Exercise objective:
Please write out all of the records below word for word, leaving the pictures out of your answer.

Entries from a dataset:
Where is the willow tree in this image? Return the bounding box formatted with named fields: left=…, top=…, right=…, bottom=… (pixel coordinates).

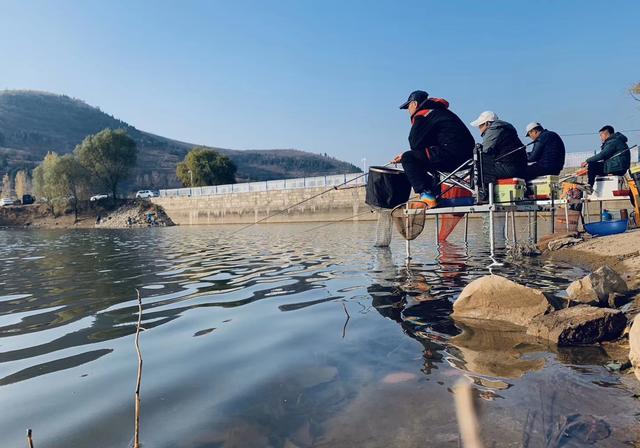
left=33, top=151, right=60, bottom=213
left=14, top=170, right=29, bottom=200
left=74, top=129, right=138, bottom=199
left=629, top=82, right=640, bottom=101
left=176, top=147, right=237, bottom=187
left=44, top=154, right=89, bottom=221
left=2, top=173, right=11, bottom=198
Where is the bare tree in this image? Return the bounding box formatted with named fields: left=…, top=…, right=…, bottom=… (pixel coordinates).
left=15, top=170, right=29, bottom=200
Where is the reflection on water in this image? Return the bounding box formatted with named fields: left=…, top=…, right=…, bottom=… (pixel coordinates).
left=0, top=221, right=637, bottom=448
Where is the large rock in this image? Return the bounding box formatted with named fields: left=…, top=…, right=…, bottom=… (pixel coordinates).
left=567, top=265, right=628, bottom=306
left=629, top=314, right=640, bottom=380
left=527, top=305, right=627, bottom=345
left=547, top=237, right=582, bottom=251
left=453, top=275, right=553, bottom=326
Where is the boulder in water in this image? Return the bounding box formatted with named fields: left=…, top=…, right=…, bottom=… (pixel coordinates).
left=527, top=305, right=627, bottom=345
left=629, top=314, right=640, bottom=380
left=453, top=275, right=554, bottom=326
left=567, top=265, right=628, bottom=306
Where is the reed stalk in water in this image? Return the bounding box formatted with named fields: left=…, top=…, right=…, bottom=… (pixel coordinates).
left=454, top=379, right=482, bottom=448
left=133, top=288, right=142, bottom=448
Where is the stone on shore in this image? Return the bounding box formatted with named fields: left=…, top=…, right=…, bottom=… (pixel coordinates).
left=453, top=275, right=554, bottom=326
left=629, top=315, right=640, bottom=380
left=547, top=237, right=582, bottom=251
left=567, top=265, right=628, bottom=306
left=527, top=305, right=628, bottom=345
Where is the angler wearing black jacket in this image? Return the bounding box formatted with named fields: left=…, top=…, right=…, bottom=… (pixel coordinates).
left=394, top=90, right=475, bottom=207
left=471, top=111, right=527, bottom=184
left=525, top=122, right=565, bottom=179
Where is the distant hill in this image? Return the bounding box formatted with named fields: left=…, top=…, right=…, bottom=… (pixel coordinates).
left=0, top=90, right=360, bottom=188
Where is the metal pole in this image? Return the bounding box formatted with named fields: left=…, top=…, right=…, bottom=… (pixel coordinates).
left=511, top=207, right=518, bottom=247
left=533, top=206, right=538, bottom=243
left=464, top=213, right=469, bottom=243
left=583, top=198, right=591, bottom=223
left=503, top=210, right=509, bottom=241
left=551, top=192, right=556, bottom=235
left=404, top=202, right=411, bottom=267
left=489, top=183, right=495, bottom=259
left=598, top=201, right=602, bottom=221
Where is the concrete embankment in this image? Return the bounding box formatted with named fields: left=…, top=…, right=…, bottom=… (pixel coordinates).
left=153, top=187, right=377, bottom=225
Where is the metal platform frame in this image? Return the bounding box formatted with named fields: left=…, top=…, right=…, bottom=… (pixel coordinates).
left=404, top=183, right=602, bottom=266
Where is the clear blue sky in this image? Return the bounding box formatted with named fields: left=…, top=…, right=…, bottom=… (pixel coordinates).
left=0, top=0, right=640, bottom=165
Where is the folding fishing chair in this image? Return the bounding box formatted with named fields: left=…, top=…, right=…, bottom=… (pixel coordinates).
left=429, top=145, right=488, bottom=204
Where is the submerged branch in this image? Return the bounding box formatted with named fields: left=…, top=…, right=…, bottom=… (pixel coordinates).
left=133, top=288, right=142, bottom=448
left=342, top=302, right=351, bottom=339
left=454, top=380, right=482, bottom=448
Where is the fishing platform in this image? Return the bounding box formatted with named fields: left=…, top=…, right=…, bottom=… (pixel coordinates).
left=367, top=162, right=640, bottom=265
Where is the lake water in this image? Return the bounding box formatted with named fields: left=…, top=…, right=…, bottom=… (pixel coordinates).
left=0, top=222, right=638, bottom=448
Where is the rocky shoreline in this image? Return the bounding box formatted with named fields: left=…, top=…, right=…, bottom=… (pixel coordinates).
left=452, top=229, right=640, bottom=379
left=0, top=200, right=175, bottom=229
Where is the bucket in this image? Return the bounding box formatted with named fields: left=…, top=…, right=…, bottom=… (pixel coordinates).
left=555, top=209, right=580, bottom=232
left=629, top=165, right=640, bottom=187
left=364, top=166, right=411, bottom=209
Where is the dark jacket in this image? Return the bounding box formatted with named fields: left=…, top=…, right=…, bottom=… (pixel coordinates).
left=409, top=98, right=475, bottom=169
left=587, top=132, right=631, bottom=176
left=482, top=120, right=527, bottom=182
left=527, top=129, right=565, bottom=176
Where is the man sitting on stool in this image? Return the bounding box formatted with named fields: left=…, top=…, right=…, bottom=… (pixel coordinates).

Task response:
Where is the willow tree in this image? Return the bounding box formatted with named fields: left=…, top=…, right=…, bottom=… (pixel coordinates).

left=33, top=151, right=60, bottom=213
left=14, top=170, right=29, bottom=200
left=74, top=129, right=138, bottom=199
left=629, top=82, right=640, bottom=101
left=176, top=147, right=237, bottom=187
left=44, top=154, right=89, bottom=221
left=2, top=173, right=11, bottom=198
Where is the bare tree in this image? Return the bounding box formatted with named fields: left=…, top=…, right=…, bottom=… (pixel coordinates).
left=15, top=170, right=29, bottom=200
Where is the reflection on water in this image? Return the bounding box formatted with named fields: left=…, top=…, right=…, bottom=… (pixel coordinates).
left=0, top=221, right=637, bottom=448
Where is the large rock in this image? Return the bounding box formatted with named fields: left=…, top=…, right=…, bottom=… (pixel coordinates).
left=567, top=265, right=628, bottom=306
left=629, top=314, right=640, bottom=380
left=527, top=305, right=627, bottom=345
left=547, top=237, right=582, bottom=251
left=453, top=275, right=553, bottom=326
Where is the boulder in water in this image? Return the bounding box formatted with named fields: left=…, top=…, right=…, bottom=… (pixel coordinates).
left=527, top=305, right=627, bottom=345
left=629, top=314, right=640, bottom=380
left=453, top=275, right=554, bottom=326
left=567, top=265, right=628, bottom=306
Where is the reed stalk in water in this image? Return the bounding box formatted with named fields: left=…, top=…, right=…, bottom=… (pixel coordinates).
left=454, top=379, right=482, bottom=448
left=133, top=288, right=142, bottom=448
Where is the stone on shore in this image? Return the bounding box formatted with named fields: left=…, top=…, right=…, bottom=… (pixel coordinates).
left=453, top=275, right=554, bottom=326
left=629, top=315, right=640, bottom=380
left=547, top=237, right=582, bottom=251
left=567, top=265, right=628, bottom=306
left=527, top=305, right=628, bottom=345
Where is the angler wearing black jacket in this image? Return the bounding box formatted with named fields: left=…, top=…, right=…, bottom=… (pixel coordinates).
left=394, top=90, right=475, bottom=207
left=471, top=111, right=527, bottom=184
left=525, top=122, right=565, bottom=179
Where is the distant hill in this image? Return the bounding box formatted with named fields: left=…, top=…, right=…, bottom=… (pixel coordinates).
left=0, top=90, right=360, bottom=188
Where is the metal pole in this image? Return the bounding box formatted with named fields: left=…, top=…, right=…, bottom=… (pixel coordinates).
left=511, top=207, right=518, bottom=247
left=533, top=206, right=538, bottom=243
left=464, top=213, right=469, bottom=243
left=583, top=198, right=591, bottom=223
left=503, top=210, right=509, bottom=241
left=551, top=192, right=556, bottom=235
left=404, top=202, right=411, bottom=267
left=489, top=183, right=495, bottom=259
left=598, top=201, right=602, bottom=221
Where is the concrete embankment in this image? Return the bounding box formatted with named fields: left=…, top=…, right=…, bottom=… (pixel coordinates).
left=153, top=187, right=377, bottom=225
Where is the metal platform frame in this image? Return the bounding box formatted with named fields: left=…, top=…, right=…, bottom=… (pixel coordinates).
left=404, top=183, right=602, bottom=266
Where is the clear blue sky in this image? Return the bounding box formatted with named fields: left=…, top=…, right=…, bottom=… (pixel coordinates).
left=0, top=0, right=640, bottom=165
Where is the folding fishing chair in this image? Return the bounding box formatted with named fields: left=…, top=…, right=…, bottom=… (pixel coordinates).
left=429, top=145, right=488, bottom=204
Where is the submerged branch in this image? Return the bounding box formatted with named fields: left=…, top=…, right=…, bottom=… (pixel coordinates).
left=133, top=288, right=142, bottom=448
left=342, top=302, right=351, bottom=339
left=454, top=380, right=482, bottom=448
Where is the fishing platform in this image? Return the bounding box formatted with named fields: left=…, top=…, right=…, bottom=… (pixel coordinates).
left=367, top=162, right=640, bottom=265
Where is the lake water in this image? Return the bounding box formatted with named fields: left=…, top=…, right=…, bottom=… (pixel coordinates).
left=0, top=222, right=638, bottom=448
Where is the rocky shoreline in this image? Return the bounding box formatted with named fields: left=…, top=…, right=…, bottom=… (pixel coordinates).
left=452, top=229, right=640, bottom=379
left=0, top=200, right=175, bottom=229
Where is the bucket in this image? Return the bounding box formatted with named fields: left=…, top=…, right=…, bottom=… (pixel coordinates).
left=555, top=209, right=580, bottom=232
left=629, top=165, right=640, bottom=187
left=364, top=166, right=411, bottom=209
Where is the dark jacket in this image? Return the bounding box formatted with named fields: left=…, top=…, right=…, bottom=… (pixel coordinates).
left=409, top=98, right=475, bottom=169
left=587, top=132, right=631, bottom=176
left=482, top=120, right=527, bottom=182
left=527, top=129, right=565, bottom=176
Where is the man sitting on stool in this image? Return the bounding box formatted with named fields: left=…, top=…, right=…, bottom=… (pixel coordinates).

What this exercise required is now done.